# START OF Material for this exercise
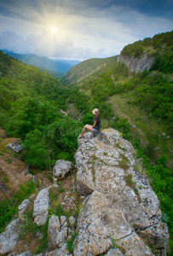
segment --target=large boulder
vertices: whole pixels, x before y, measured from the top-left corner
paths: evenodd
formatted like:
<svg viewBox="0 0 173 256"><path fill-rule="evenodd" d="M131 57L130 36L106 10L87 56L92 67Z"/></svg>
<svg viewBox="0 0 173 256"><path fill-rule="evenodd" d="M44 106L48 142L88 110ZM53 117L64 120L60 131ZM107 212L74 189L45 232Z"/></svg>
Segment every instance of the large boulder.
<svg viewBox="0 0 173 256"><path fill-rule="evenodd" d="M48 239L49 247L56 247L56 237L61 230L61 222L58 216L52 215L49 220L48 225Z"/></svg>
<svg viewBox="0 0 173 256"><path fill-rule="evenodd" d="M10 149L14 152L20 153L21 150L21 145L20 145L20 141L16 143L16 144L14 143L9 143L5 146L8 149Z"/></svg>
<svg viewBox="0 0 173 256"><path fill-rule="evenodd" d="M117 215L117 218L122 219L122 216L125 217L129 225L132 228L131 242L136 241L136 243L138 241L140 243L141 239L144 239L149 245L156 247L159 255L165 255L165 247L169 240L168 228L166 224L162 224L162 212L157 195L148 181L136 171L136 163L134 153L131 143L123 139L118 131L107 129L95 137L93 137L90 132L86 133L84 138L78 140L78 149L75 154L78 169L77 189L81 195L85 196L95 191L104 195L107 204L109 203L110 207L116 211L116 214L118 214L116 209L121 212ZM107 219L112 219L112 216L108 209L107 207L109 214L106 216ZM89 214L93 214L93 212ZM122 225L124 231L126 230L126 227L127 224L124 223ZM80 234L80 220L78 230ZM101 230L101 232L103 231L104 229ZM118 225L117 232L121 234ZM98 243L101 242L100 239L101 241L102 238L98 238ZM108 247L109 239L101 242L105 244L106 241L107 241L105 248ZM116 236L115 239L119 238ZM78 248L80 247L81 240L78 238L77 241ZM126 241L119 246L125 252L130 252ZM141 247L143 247L143 243ZM136 252L134 251L134 255L138 255L137 247ZM79 255L78 253L76 253ZM100 253L101 253L101 250Z"/></svg>
<svg viewBox="0 0 173 256"><path fill-rule="evenodd" d="M64 178L65 175L72 170L73 165L70 161L59 160L56 161L53 170L53 176L55 177Z"/></svg>
<svg viewBox="0 0 173 256"><path fill-rule="evenodd" d="M0 253L7 253L14 249L19 238L18 224L20 219L13 220L0 235Z"/></svg>
<svg viewBox="0 0 173 256"><path fill-rule="evenodd" d="M32 216L34 222L38 226L44 224L48 218L48 209L49 207L49 187L42 189L34 201Z"/></svg>
<svg viewBox="0 0 173 256"><path fill-rule="evenodd" d="M22 203L18 207L19 208L19 214L22 214L28 207L30 204L30 200L26 199L22 201Z"/></svg>
<svg viewBox="0 0 173 256"><path fill-rule="evenodd" d="M44 256L72 256L72 254L69 253L66 243L65 243L61 248L46 253Z"/></svg>
<svg viewBox="0 0 173 256"><path fill-rule="evenodd" d="M103 194L94 191L78 220L74 256L99 255L118 245L130 255L153 255L126 218Z"/></svg>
# END OF Material for this exercise
**Set exercise:** Recast all of the data above as a two-column CSV with the columns instruction and reply, one row per text-and-answer pair. Put each in a single quoted field with line breaks turned into spaces, and leave out the pictures.

**Solution below:**
instruction,reply
"segment --target=large boulder vertices: whole pixels, x before y, measured from the top-left corner paths: evenodd formatted like: <svg viewBox=""0 0 173 256""><path fill-rule=""evenodd"" d=""M131 57L130 36L106 10L87 56L92 67Z""/></svg> <svg viewBox=""0 0 173 256""><path fill-rule=""evenodd"" d=""M44 106L48 142L88 110ZM53 117L64 120L60 131ZM107 212L74 189L45 232Z""/></svg> Segment every instance of the large boulder.","<svg viewBox=""0 0 173 256""><path fill-rule=""evenodd"" d=""M48 239L49 247L56 247L56 237L61 230L61 222L58 216L52 215L49 220L48 225Z""/></svg> <svg viewBox=""0 0 173 256""><path fill-rule=""evenodd"" d=""M10 149L14 152L20 153L21 150L21 145L20 145L20 141L16 143L16 144L14 143L9 143L5 146L8 149Z""/></svg> <svg viewBox=""0 0 173 256""><path fill-rule=""evenodd"" d=""M117 215L117 218L122 219L122 216L125 217L129 225L132 228L131 242L136 241L136 243L138 241L140 243L141 239L144 239L149 245L156 247L159 255L165 255L165 247L169 240L168 228L166 224L162 224L162 212L157 195L148 181L136 171L136 163L134 153L131 143L123 139L118 131L107 129L95 137L93 137L90 132L86 133L84 138L78 140L78 149L75 154L78 169L77 189L81 195L85 196L95 191L104 195L107 204L109 203L110 207L116 211L116 214L118 214L116 209L121 212ZM107 219L112 219L112 216L108 209L107 207L109 214L106 216ZM89 214L93 214L93 212ZM122 225L124 231L126 230L126 227L127 224L124 223ZM80 234L80 220L78 230ZM101 230L101 232L103 231L104 229ZM118 225L117 232L121 234ZM98 243L101 242L100 239L101 241L102 238L98 238ZM108 247L109 239L101 242L105 244L106 241L107 241L105 248ZM116 236L115 239L119 238ZM78 248L80 247L81 240L78 238L77 241ZM126 241L119 246L125 252L130 252ZM141 247L143 247L143 243ZM136 252L134 251L134 255L138 255L137 247ZM79 255L78 253L76 253ZM100 253L101 253L101 250Z""/></svg> <svg viewBox=""0 0 173 256""><path fill-rule=""evenodd"" d=""M64 178L65 175L72 170L73 165L70 161L59 160L56 161L53 170L53 176L55 177Z""/></svg> <svg viewBox=""0 0 173 256""><path fill-rule=""evenodd"" d=""M0 253L7 253L14 249L19 238L18 224L20 219L13 220L0 235Z""/></svg> <svg viewBox=""0 0 173 256""><path fill-rule=""evenodd"" d=""M32 216L34 222L38 226L44 224L48 218L48 209L49 207L49 187L42 189L34 201Z""/></svg> <svg viewBox=""0 0 173 256""><path fill-rule=""evenodd"" d=""M22 203L18 207L19 208L19 214L22 214L28 207L30 204L30 200L26 199L22 201Z""/></svg> <svg viewBox=""0 0 173 256""><path fill-rule=""evenodd"" d=""M44 256L72 256L72 254L69 253L66 243L65 243L61 248L46 253Z""/></svg> <svg viewBox=""0 0 173 256""><path fill-rule=""evenodd"" d=""M103 194L94 191L78 220L74 256L99 255L118 245L130 255L153 255L126 218Z""/></svg>"